» **Short exercise A**
According to the night-sky extract below, at what time does the moon complete the first quarter of its journey around Earth on Sunday, Aug. 15?

» **Extract provided**
Next week’s night sky:
When the moon completes the first quarter of its journey around Earth on Sunday, Aug. 15 at 11:19 a.m. EDT (1519 GMT), its 90-degree angle away from the sun will cause us to see the moon half-illuminated — on its eastern side. In the first quarter, the moon always rises around midday and sets around midnight, so it is also visible in the afternoon daytime sky. The evenings surrounding the first quarter are the best ones for seeing the lunar terrain when it is dramatically lit by low-angle sunlight, especially along the terminator, the pole-to-pole boundary between the lit and dark hemispheres.
Superflares may be less threatening
Young red dwarf stars are among the most common in the galaxy, hosting numerous exoplanets that could be abodes for life. But red dwarf stars also produce powerful superflares, extreme bursts of radiation that would wreak havoc with exoplanet atmospheres, possibly preventing life as we know it from gaining a foothold. But this may not be the case
Based on observations from NASA’s Transiting Exoplanet Survey Satellite, researchers were able to track down where such superflares originate.

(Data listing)

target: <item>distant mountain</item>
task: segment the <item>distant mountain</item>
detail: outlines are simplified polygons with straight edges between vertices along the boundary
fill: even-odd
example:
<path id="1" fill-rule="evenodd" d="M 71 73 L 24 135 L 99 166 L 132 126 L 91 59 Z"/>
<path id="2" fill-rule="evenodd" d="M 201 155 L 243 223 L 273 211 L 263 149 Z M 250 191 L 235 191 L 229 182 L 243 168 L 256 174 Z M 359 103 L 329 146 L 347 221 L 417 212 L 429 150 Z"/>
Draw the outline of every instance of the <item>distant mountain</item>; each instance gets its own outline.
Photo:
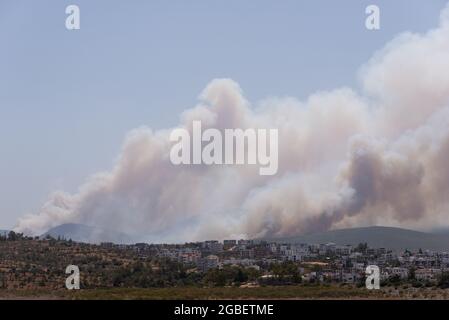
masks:
<path id="1" fill-rule="evenodd" d="M 321 233 L 267 239 L 277 242 L 320 244 L 334 242 L 338 245 L 357 245 L 366 242 L 372 248 L 393 250 L 429 249 L 449 251 L 448 233 L 426 233 L 392 227 L 367 227 L 326 231 Z"/>
<path id="2" fill-rule="evenodd" d="M 86 226 L 83 224 L 67 223 L 54 227 L 44 233 L 41 238 L 46 236 L 53 238 L 72 239 L 76 242 L 85 243 L 132 243 L 132 238 L 124 233 L 105 230 L 97 227 Z"/>

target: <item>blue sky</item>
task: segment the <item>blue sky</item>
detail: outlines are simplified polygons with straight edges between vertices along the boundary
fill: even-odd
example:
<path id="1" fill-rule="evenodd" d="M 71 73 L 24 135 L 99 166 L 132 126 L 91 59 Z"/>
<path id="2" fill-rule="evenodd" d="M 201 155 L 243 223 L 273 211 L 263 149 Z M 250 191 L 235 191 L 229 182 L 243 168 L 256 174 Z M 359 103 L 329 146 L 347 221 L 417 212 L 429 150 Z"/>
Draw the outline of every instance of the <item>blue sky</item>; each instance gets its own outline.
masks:
<path id="1" fill-rule="evenodd" d="M 357 88 L 358 68 L 445 0 L 0 1 L 0 228 L 109 169 L 130 129 L 173 126 L 217 77 L 253 103 Z M 65 29 L 65 7 L 81 30 Z M 381 9 L 381 30 L 364 27 Z"/>

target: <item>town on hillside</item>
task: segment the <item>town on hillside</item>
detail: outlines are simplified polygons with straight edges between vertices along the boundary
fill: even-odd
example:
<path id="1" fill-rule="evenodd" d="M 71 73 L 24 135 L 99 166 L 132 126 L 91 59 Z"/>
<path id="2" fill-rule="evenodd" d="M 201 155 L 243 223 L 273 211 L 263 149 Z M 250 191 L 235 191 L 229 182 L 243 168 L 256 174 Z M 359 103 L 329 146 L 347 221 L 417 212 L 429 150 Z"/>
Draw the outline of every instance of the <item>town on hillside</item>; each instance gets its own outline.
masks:
<path id="1" fill-rule="evenodd" d="M 86 244 L 10 232 L 0 236 L 0 288 L 62 289 L 68 265 L 83 288 L 285 284 L 365 286 L 378 266 L 381 285 L 449 287 L 449 253 L 388 248 L 216 240 L 185 244 Z"/>

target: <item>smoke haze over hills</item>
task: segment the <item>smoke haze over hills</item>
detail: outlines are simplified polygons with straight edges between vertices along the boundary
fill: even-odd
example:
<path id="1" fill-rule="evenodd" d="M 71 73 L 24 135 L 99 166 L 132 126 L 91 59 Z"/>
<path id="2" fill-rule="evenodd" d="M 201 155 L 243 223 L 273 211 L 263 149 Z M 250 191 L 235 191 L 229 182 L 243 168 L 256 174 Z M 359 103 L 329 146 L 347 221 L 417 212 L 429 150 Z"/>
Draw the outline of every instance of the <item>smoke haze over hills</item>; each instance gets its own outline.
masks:
<path id="1" fill-rule="evenodd" d="M 360 70 L 360 92 L 338 88 L 252 105 L 237 82 L 215 79 L 178 127 L 191 130 L 201 120 L 220 130 L 277 128 L 277 175 L 259 176 L 250 165 L 173 166 L 173 128 L 142 127 L 127 135 L 111 171 L 75 194 L 53 193 L 15 230 L 39 235 L 81 223 L 161 242 L 447 225 L 447 70 L 449 8 L 438 28 L 399 35 L 375 53 Z"/>

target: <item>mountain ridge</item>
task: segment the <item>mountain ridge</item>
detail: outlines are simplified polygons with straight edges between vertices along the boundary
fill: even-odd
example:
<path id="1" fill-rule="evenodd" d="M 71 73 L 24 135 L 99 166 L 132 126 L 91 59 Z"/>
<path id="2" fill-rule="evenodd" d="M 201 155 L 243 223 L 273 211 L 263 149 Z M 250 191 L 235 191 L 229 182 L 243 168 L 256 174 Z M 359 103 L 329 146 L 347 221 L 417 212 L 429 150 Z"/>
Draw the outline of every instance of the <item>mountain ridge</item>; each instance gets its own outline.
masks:
<path id="1" fill-rule="evenodd" d="M 308 235 L 265 238 L 264 240 L 309 244 L 333 242 L 338 245 L 357 245 L 366 242 L 372 248 L 449 251 L 449 233 L 430 233 L 383 226 L 336 229 Z"/>

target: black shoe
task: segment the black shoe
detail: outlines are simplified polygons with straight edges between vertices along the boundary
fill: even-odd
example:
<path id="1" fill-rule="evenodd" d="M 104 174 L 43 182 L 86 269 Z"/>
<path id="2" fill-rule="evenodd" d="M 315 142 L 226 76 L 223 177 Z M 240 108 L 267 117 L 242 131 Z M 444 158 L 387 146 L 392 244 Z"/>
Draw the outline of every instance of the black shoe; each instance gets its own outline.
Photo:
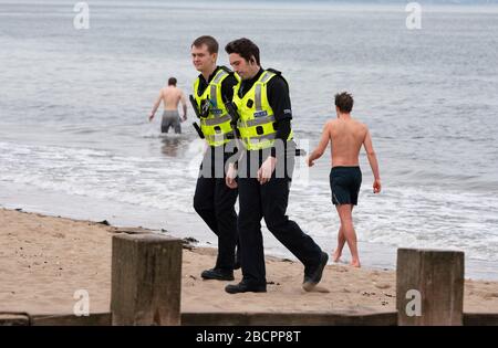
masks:
<path id="1" fill-rule="evenodd" d="M 200 276 L 205 280 L 234 281 L 234 271 L 211 268 L 204 271 Z"/>
<path id="2" fill-rule="evenodd" d="M 235 261 L 235 264 L 234 264 L 234 270 L 239 270 L 241 267 L 241 264 L 240 264 L 240 251 L 239 251 L 239 249 L 237 247 L 237 251 L 236 251 L 236 261 Z"/>
<path id="3" fill-rule="evenodd" d="M 262 285 L 249 285 L 246 282 L 240 282 L 239 284 L 230 284 L 225 286 L 225 291 L 229 294 L 238 294 L 238 293 L 266 293 L 267 284 Z"/>
<path id="4" fill-rule="evenodd" d="M 302 288 L 307 292 L 311 292 L 313 287 L 322 280 L 323 268 L 329 261 L 329 255 L 322 252 L 320 256 L 320 263 L 315 270 L 313 270 L 309 275 L 304 275 L 304 282 L 302 283 Z"/>

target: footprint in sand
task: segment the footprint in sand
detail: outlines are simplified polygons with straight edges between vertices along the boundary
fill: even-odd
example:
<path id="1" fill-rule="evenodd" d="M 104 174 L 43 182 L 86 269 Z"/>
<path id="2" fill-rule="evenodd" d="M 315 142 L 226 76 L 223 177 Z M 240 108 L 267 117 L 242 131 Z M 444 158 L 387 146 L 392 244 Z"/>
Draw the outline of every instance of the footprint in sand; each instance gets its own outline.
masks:
<path id="1" fill-rule="evenodd" d="M 322 294 L 328 294 L 330 293 L 330 289 L 323 287 L 323 286 L 315 286 L 312 289 L 309 291 L 309 293 L 322 293 Z"/>

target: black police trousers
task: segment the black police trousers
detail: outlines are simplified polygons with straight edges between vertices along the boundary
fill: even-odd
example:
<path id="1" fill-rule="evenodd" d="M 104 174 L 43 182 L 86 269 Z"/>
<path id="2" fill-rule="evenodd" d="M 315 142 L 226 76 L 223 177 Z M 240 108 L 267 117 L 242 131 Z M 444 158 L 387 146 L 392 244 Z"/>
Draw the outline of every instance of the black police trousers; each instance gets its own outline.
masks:
<path id="1" fill-rule="evenodd" d="M 251 151 L 247 151 L 249 154 Z M 266 156 L 262 157 L 261 161 Z M 245 164 L 246 161 L 243 161 Z M 282 164 L 283 161 L 280 161 Z M 286 215 L 289 201 L 290 183 L 294 166 L 293 155 L 286 159 L 288 176 L 276 176 L 260 184 L 251 168 L 246 177 L 240 176 L 239 164 L 239 241 L 241 251 L 242 280 L 250 285 L 266 284 L 264 251 L 261 234 L 261 219 L 268 230 L 299 261 L 304 264 L 308 274 L 320 263 L 321 249 L 301 228 Z M 279 165 L 277 165 L 279 166 Z M 253 167 L 253 166 L 252 166 Z"/>
<path id="2" fill-rule="evenodd" d="M 219 156 L 215 158 L 215 154 Z M 194 194 L 194 209 L 218 236 L 218 257 L 215 268 L 224 271 L 234 270 L 238 242 L 237 213 L 234 208 L 237 201 L 237 189 L 230 189 L 225 183 L 224 166 L 228 157 L 222 154 L 222 146 L 208 148 L 200 165 Z"/>

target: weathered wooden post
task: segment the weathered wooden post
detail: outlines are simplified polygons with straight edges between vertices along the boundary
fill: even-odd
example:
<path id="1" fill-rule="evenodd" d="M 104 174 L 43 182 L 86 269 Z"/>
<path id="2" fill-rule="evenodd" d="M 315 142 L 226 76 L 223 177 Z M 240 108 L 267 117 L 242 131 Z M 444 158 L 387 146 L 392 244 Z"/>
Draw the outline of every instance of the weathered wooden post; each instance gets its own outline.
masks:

» **Short exercise B**
Reproduce the records above from their first line through the line that contains "321 233 L 267", with both ends included. Omit the pictures from your copy.

» **Correct response A**
At 11:19 a.m. EDT (1519 GMT).

» **Correct response B**
target: <item>distant mountain</item>
task: segment the <item>distant mountain</item>
detail: outlines are simplified polygons with straight edges between vertices along the boundary
fill: even-odd
example:
<path id="1" fill-rule="evenodd" d="M 71 73 L 24 135 L 99 166 L 132 126 L 91 59 Z"/>
<path id="2" fill-rule="evenodd" d="M 201 155 L 243 223 L 273 211 L 263 149 Z M 250 191 L 235 191 L 229 182 L 243 168 L 256 174 Z M 359 103 L 329 146 L 347 221 L 417 212 L 429 150 Z"/>
Draw the outline of every instance of the <item>distant mountain</item>; each instance gets its own outline.
Photo:
masks:
<path id="1" fill-rule="evenodd" d="M 321 233 L 267 239 L 277 242 L 320 244 L 334 242 L 338 245 L 357 245 L 366 242 L 372 248 L 393 250 L 429 249 L 449 251 L 448 233 L 426 233 L 392 227 L 367 227 L 326 231 Z"/>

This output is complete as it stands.